### Problem to work on
Write every line below out again exactly, images omitted.
── Data for the task ──
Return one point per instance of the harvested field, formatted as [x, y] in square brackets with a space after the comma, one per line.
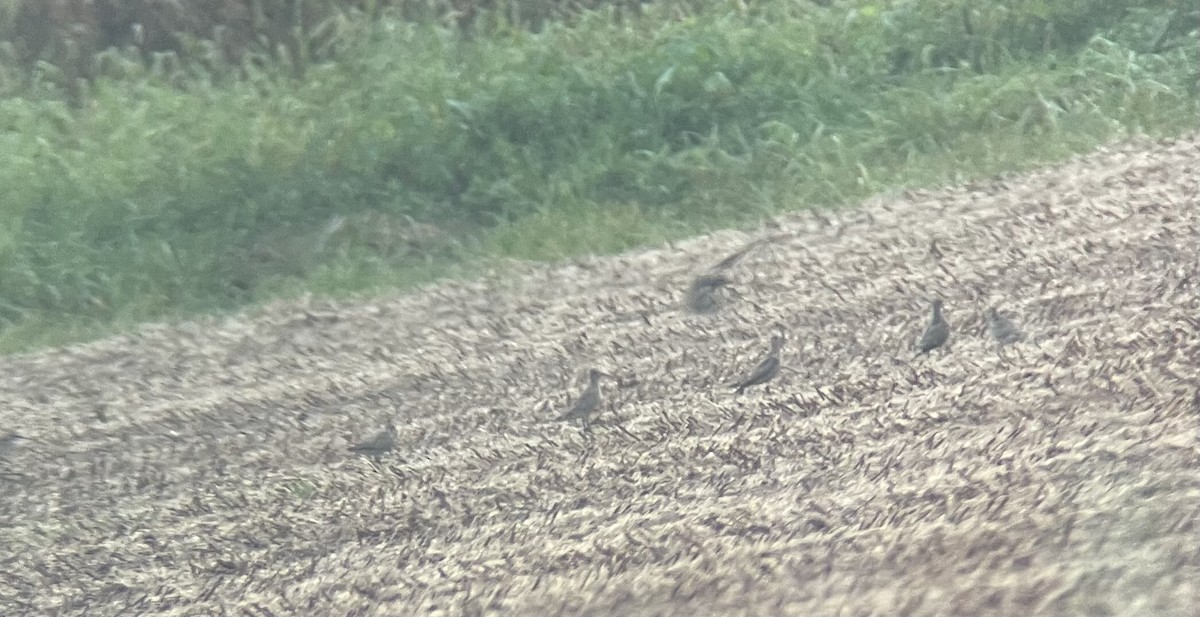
[203, 468]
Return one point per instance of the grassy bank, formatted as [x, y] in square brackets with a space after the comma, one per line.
[420, 153]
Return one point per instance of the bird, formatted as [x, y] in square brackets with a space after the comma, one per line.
[936, 334]
[701, 293]
[9, 442]
[766, 370]
[587, 402]
[1002, 329]
[376, 447]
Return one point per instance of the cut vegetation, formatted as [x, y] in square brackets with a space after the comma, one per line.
[399, 150]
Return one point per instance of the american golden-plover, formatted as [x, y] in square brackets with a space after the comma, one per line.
[766, 370]
[376, 447]
[587, 402]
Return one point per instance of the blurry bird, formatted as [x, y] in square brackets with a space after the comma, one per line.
[9, 442]
[937, 333]
[382, 443]
[1002, 329]
[701, 294]
[766, 370]
[587, 402]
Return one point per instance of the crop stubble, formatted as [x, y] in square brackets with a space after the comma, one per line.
[201, 467]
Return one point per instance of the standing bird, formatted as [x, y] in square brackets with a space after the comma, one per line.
[1002, 329]
[382, 443]
[937, 333]
[587, 402]
[701, 294]
[766, 370]
[9, 442]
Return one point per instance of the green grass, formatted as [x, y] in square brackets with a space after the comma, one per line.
[420, 154]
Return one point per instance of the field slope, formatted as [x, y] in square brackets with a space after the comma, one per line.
[202, 468]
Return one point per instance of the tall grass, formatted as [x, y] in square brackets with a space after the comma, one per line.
[420, 153]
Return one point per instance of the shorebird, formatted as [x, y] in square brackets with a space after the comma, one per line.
[587, 402]
[766, 370]
[936, 334]
[1002, 329]
[9, 442]
[701, 294]
[382, 443]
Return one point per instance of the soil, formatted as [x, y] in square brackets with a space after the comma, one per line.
[203, 468]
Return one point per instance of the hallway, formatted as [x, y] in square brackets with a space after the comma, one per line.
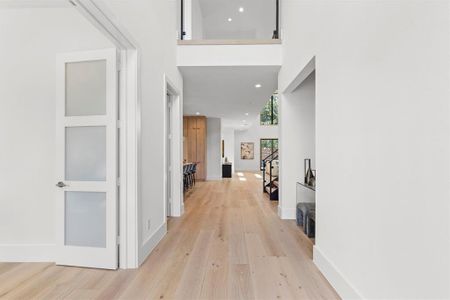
[230, 244]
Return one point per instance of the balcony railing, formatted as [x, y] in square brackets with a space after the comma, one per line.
[234, 21]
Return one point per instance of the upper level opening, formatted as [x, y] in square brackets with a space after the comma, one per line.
[229, 22]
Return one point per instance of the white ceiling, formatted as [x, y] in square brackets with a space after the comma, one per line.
[256, 22]
[228, 92]
[34, 3]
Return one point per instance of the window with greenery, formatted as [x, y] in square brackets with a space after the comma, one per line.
[269, 114]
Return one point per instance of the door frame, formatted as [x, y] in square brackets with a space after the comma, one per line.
[177, 204]
[129, 126]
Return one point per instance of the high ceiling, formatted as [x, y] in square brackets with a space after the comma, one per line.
[228, 92]
[257, 21]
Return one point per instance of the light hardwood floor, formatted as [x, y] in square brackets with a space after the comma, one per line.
[230, 244]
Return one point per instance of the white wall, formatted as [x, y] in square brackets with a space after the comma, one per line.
[382, 141]
[297, 142]
[147, 22]
[197, 20]
[228, 138]
[213, 149]
[30, 40]
[254, 134]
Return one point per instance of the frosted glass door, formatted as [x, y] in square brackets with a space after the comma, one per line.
[87, 159]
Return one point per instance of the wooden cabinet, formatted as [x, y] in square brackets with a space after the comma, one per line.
[194, 146]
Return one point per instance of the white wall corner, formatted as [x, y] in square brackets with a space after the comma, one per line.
[334, 276]
[27, 253]
[150, 244]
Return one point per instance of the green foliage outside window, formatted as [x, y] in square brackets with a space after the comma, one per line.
[269, 113]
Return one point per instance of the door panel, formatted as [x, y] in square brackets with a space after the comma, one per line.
[87, 159]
───
### Answer for the task
Return one point per instance of the harvested field, formatted as [x, y] in square brackets with a space after the comma, one per line.
[203, 468]
Return one point per instance of the grassy bank, formatted as [x, y] in square brackets with a space after the comma, one per line.
[420, 153]
Return one point per instance of the bird, formatted as [x, y] in square brackets with a space after the comma, one per line.
[936, 334]
[701, 293]
[9, 442]
[766, 370]
[587, 402]
[1002, 329]
[376, 447]
Return one point per instance of the cut vegetation, formatted as [x, y] in square brackets with a space after the comma, one per line.
[399, 150]
Return one point per instance of the american golden-plover, formatted as [x, y] in square brackets with a space after the comma, one per line.
[766, 370]
[376, 447]
[587, 402]
Return one point per instance of the blurry bird, formatted as [x, y] in square brackets with a space after the comma, one per line.
[9, 442]
[937, 333]
[382, 443]
[1002, 329]
[701, 294]
[766, 370]
[587, 402]
Return one point per instance of the crop stubble, formatted as [x, y] in square brackets with a space after the comma, one per line.
[201, 467]
Return one point per instance of the standing bird, formatted as [x, y] in square brackets with a space after the comma, one per line.
[1002, 329]
[382, 443]
[937, 333]
[587, 402]
[701, 294]
[766, 370]
[9, 442]
Return one point per instance of the green grass, formatted as [x, y] in square brackets with a space after the comma, one per line.
[420, 154]
Return one point per instance of the field slope, formatted as [x, y] in square brackets with a space after the comma, one per line.
[202, 468]
Return one point per instance of the tall grass, formatted as [x, y] in square brackets with a space after the comma, one per line.
[420, 153]
Return one point per instance of the shorebird, formatted as [x, y] in square brackets with a space after the comma, one per line.
[587, 402]
[766, 370]
[936, 334]
[1002, 329]
[9, 442]
[701, 294]
[382, 443]
Return one point per instance of the soil, formatted as [x, y] in square brackets with a space after the comma, one per line.
[203, 468]
Return one point per instance of the hallway, formatted as [x, y] in square brackets with a space after the comma, one per line.
[230, 244]
Return one point per instance of the balcony railing, formatted as [x, y] in square brackets with a space after the comma, one per line.
[234, 21]
Return one point per instance of the upper level opening, formatted as [x, y] in square brackets with a space after the comma, one per line.
[229, 22]
Return one point per instance of the white ceiling, formatted as [x, y] in square brackets with a space after the comma, one per line.
[256, 22]
[228, 92]
[34, 3]
Return one point per instance of the window with greenery, formatted as [x, y] in square brackets with a space after the comma, one per line.
[269, 114]
Return one point per instance of the door frame, formatted as [x, y] in square brackets with a space after the comma, one per line.
[177, 204]
[129, 126]
Return one point per instance of the high ceiling, formatted as [x, y] in square brackets with a space after the comma, one per line.
[228, 92]
[257, 21]
Return one point per instance of the light hardwood floor, formatted as [x, y] in square brackets with a space after the comma, one per line.
[230, 244]
Return one point per instance of the white wall, formatted as [x, y] in square brackets with a space after the comma, one per line.
[382, 141]
[297, 142]
[147, 22]
[197, 20]
[228, 138]
[213, 149]
[30, 40]
[254, 134]
Return one point per instance of the frosted glass door, formatted as [x, y] in square brackets with a space after the comma, one per line.
[87, 159]
Return one point per instance of the wooden cabinet, formatted as [x, y] in square brackets with a space after the comma, one per line.
[194, 146]
Return one point per instance of the white wall corner, formatted as [x, y] in square brackets with a space after the comma, one per line.
[334, 276]
[27, 253]
[150, 244]
Return one point per instance of the green foliage outside window, formatted as [x, y] in square brackets with a space after the comma, one per line.
[269, 113]
Return one point per instance of the door panel, formatted as [x, y] in square brackets with a space after the comma, one per line.
[87, 159]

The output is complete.